[Begin Record excerpts]

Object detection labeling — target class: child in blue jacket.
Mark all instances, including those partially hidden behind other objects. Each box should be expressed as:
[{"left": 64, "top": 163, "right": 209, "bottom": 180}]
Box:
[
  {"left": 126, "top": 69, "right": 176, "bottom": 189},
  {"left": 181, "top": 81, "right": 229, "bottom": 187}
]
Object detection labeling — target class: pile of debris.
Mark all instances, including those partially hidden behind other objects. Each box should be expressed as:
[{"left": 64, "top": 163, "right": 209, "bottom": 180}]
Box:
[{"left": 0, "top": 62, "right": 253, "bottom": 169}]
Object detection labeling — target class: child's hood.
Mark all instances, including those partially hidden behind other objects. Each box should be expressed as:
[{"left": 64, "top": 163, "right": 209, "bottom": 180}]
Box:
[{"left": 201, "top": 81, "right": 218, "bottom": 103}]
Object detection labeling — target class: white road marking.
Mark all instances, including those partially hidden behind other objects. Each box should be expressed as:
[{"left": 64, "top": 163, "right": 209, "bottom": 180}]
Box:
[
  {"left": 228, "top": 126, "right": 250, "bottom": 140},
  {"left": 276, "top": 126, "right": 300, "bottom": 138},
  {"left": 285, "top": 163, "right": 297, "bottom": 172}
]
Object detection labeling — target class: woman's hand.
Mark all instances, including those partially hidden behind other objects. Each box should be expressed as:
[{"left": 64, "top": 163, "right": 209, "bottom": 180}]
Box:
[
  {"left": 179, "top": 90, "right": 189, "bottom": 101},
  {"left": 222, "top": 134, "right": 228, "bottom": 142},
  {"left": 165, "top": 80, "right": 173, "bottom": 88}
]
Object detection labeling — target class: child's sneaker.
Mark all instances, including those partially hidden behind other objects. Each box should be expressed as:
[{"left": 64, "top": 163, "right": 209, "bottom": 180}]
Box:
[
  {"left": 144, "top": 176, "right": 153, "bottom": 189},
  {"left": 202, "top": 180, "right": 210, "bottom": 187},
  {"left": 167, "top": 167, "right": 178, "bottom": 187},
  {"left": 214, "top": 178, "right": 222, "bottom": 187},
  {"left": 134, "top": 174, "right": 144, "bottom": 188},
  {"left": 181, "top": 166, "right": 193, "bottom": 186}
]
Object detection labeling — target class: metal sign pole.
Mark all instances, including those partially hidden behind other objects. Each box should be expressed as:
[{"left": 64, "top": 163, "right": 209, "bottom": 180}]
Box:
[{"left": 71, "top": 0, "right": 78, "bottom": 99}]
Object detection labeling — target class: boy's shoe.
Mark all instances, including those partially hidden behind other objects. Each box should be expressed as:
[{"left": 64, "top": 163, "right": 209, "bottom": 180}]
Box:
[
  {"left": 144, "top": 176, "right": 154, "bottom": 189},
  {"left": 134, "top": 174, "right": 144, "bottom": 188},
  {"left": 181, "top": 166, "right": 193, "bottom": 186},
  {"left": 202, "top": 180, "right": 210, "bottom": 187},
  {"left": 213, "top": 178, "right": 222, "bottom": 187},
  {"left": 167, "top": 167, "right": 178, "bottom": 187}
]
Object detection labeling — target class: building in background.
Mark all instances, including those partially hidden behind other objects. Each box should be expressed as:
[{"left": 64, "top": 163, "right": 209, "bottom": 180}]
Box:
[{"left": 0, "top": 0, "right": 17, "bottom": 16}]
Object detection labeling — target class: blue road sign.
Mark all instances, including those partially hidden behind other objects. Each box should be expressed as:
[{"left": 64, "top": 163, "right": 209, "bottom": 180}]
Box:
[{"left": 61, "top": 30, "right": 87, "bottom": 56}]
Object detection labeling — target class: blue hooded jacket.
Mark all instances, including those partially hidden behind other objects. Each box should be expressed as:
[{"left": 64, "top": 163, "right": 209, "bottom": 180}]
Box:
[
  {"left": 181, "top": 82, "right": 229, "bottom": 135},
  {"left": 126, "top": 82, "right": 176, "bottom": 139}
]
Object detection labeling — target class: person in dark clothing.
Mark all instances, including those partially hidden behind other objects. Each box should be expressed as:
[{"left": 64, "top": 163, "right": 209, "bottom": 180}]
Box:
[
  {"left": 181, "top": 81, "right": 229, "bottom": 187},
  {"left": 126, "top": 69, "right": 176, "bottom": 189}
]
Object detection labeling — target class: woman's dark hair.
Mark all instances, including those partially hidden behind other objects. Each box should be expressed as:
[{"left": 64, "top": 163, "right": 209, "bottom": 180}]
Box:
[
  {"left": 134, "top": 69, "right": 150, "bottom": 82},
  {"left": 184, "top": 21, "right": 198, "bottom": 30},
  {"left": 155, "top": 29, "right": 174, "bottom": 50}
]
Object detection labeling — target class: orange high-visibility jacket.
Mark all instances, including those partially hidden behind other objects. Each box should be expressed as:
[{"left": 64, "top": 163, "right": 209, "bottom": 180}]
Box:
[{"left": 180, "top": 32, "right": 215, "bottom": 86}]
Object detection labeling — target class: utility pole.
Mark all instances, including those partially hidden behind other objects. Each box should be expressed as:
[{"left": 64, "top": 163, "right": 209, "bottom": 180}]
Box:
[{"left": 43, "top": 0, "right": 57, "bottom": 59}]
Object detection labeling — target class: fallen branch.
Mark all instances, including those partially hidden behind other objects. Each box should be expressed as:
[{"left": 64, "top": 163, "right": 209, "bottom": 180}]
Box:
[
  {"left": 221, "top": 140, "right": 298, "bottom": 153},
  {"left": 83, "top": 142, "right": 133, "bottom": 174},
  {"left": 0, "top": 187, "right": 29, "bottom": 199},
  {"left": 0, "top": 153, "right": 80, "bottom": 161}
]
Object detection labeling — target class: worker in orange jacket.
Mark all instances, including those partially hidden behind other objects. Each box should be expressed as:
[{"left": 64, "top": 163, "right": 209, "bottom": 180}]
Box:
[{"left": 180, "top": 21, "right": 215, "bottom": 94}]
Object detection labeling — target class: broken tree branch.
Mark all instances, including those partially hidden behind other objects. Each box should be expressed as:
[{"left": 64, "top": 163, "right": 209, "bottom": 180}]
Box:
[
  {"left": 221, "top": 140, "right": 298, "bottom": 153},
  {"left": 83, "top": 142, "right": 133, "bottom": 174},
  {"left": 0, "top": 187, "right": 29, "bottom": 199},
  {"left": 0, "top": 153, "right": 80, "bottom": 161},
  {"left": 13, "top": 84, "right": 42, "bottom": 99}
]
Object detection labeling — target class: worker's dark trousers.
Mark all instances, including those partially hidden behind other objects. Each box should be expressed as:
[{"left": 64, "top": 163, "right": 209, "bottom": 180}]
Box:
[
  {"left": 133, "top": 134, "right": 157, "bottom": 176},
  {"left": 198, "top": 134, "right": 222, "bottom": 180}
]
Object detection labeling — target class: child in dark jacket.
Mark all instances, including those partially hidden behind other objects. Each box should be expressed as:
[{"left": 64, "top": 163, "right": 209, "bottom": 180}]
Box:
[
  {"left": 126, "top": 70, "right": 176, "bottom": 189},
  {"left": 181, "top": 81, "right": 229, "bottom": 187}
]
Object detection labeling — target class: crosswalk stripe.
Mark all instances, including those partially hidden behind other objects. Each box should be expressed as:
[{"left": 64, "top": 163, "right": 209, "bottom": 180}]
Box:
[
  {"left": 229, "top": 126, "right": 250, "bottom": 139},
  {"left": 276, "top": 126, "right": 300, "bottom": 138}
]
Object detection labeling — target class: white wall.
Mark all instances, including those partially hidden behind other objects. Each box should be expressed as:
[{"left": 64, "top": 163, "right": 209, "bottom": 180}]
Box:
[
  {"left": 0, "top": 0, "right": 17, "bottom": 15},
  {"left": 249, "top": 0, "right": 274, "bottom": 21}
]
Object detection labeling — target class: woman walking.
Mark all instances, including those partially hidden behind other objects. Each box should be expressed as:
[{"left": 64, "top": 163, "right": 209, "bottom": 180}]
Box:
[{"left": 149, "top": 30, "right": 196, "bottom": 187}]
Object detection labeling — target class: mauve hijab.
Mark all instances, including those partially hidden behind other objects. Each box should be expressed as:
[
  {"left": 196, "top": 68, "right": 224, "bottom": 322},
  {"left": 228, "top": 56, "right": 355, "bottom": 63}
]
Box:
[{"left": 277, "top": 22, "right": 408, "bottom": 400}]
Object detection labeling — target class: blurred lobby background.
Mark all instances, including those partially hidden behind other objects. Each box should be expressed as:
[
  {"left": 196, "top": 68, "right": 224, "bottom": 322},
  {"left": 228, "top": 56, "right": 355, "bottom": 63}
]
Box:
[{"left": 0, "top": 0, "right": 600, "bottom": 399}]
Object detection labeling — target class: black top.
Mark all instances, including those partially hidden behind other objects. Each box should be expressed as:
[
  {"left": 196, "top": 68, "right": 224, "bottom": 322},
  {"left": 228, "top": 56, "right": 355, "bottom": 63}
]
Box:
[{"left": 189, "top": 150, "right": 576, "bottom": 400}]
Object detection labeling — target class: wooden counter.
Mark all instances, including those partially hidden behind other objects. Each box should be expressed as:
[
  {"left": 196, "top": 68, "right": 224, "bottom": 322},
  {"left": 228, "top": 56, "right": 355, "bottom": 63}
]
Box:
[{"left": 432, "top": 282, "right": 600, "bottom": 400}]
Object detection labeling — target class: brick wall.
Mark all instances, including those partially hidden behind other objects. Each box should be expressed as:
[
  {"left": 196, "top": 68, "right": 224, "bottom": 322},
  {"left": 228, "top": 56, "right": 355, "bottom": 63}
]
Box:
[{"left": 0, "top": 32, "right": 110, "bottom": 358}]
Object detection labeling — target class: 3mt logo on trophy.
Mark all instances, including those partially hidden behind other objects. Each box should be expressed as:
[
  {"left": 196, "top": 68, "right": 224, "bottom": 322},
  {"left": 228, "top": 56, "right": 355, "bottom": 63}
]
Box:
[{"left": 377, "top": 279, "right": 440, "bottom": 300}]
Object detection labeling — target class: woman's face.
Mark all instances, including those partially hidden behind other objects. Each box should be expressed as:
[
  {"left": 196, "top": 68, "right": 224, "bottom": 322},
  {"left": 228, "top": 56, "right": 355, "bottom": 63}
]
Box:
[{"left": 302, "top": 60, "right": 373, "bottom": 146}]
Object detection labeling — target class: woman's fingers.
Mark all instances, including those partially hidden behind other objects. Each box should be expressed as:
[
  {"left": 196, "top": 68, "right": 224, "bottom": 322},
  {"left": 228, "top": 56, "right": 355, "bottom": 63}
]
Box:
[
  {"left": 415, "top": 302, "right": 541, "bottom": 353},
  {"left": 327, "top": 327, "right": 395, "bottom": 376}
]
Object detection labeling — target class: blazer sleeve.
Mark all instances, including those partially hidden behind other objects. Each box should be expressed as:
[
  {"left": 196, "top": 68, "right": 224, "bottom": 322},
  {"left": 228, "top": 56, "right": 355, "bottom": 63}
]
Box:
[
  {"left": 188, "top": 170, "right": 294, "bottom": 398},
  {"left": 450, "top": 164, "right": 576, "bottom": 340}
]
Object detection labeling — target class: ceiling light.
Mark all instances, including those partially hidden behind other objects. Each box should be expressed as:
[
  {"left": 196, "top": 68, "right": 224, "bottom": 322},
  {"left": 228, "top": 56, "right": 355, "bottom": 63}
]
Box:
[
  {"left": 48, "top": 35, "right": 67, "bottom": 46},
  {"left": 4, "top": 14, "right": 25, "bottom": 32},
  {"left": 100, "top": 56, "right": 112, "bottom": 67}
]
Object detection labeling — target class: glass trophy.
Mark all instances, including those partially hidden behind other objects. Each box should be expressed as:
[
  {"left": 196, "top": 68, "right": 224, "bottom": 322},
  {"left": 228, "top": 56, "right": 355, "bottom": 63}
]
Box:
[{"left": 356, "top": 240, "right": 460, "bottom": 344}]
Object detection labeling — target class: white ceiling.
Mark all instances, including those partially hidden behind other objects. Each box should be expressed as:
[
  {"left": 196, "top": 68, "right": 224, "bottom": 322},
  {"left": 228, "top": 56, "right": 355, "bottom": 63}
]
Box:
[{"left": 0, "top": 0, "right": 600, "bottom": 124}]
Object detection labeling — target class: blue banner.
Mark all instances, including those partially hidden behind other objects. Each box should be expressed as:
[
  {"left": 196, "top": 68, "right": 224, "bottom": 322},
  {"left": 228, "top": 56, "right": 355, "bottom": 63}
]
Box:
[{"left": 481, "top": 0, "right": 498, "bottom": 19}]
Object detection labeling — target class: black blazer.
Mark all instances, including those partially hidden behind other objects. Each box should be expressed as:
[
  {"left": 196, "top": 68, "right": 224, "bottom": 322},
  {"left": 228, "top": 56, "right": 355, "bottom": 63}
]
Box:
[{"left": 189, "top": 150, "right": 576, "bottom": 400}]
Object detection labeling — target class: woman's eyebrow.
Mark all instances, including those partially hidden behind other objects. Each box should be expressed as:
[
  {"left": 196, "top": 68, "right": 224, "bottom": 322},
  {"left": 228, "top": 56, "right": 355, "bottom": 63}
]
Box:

[End Record excerpts]

Written task: Copy out, unchanged, the stretch of the items that begins with the line containing "Object detection labeling — target class: glass" and continues to the final line of the items.

Result for this exercise:
Object detection labeling — target class: glass trophy.
Mark all instances, including those partially hidden behind other objects. Each box should be expressed as:
[
  {"left": 196, "top": 68, "right": 224, "bottom": 322},
  {"left": 228, "top": 56, "right": 355, "bottom": 63}
]
Box:
[{"left": 356, "top": 240, "right": 460, "bottom": 344}]
Object detection labeling — target class: white ceiling.
Mark all instances, including those partially hidden behind other objects. Each box should be expressed as:
[
  {"left": 196, "top": 68, "right": 224, "bottom": 322},
  {"left": 228, "top": 56, "right": 355, "bottom": 63}
]
Box:
[{"left": 0, "top": 0, "right": 600, "bottom": 124}]
Object detection labeling — target class: blue banner.
Mark all instances, including those partially hidden behind other objects. Each box should be expressed as:
[
  {"left": 196, "top": 68, "right": 224, "bottom": 322},
  {"left": 228, "top": 56, "right": 355, "bottom": 63}
]
Box:
[{"left": 481, "top": 0, "right": 498, "bottom": 19}]
Object detection labeling — target class: black blazer.
Mark all instances, including those partially hidden behind other objects. Each box should be expressed as:
[
  {"left": 196, "top": 68, "right": 224, "bottom": 322},
  {"left": 228, "top": 56, "right": 355, "bottom": 63}
]
Box:
[{"left": 189, "top": 150, "right": 576, "bottom": 400}]
Object detection labeling — target class: woman's eyebrow.
Mark all instances, including those partially hidden behind other objects. Each box should be expressed as:
[
  {"left": 196, "top": 68, "right": 224, "bottom": 322},
  {"left": 228, "top": 56, "right": 355, "bottom": 63}
]
Box:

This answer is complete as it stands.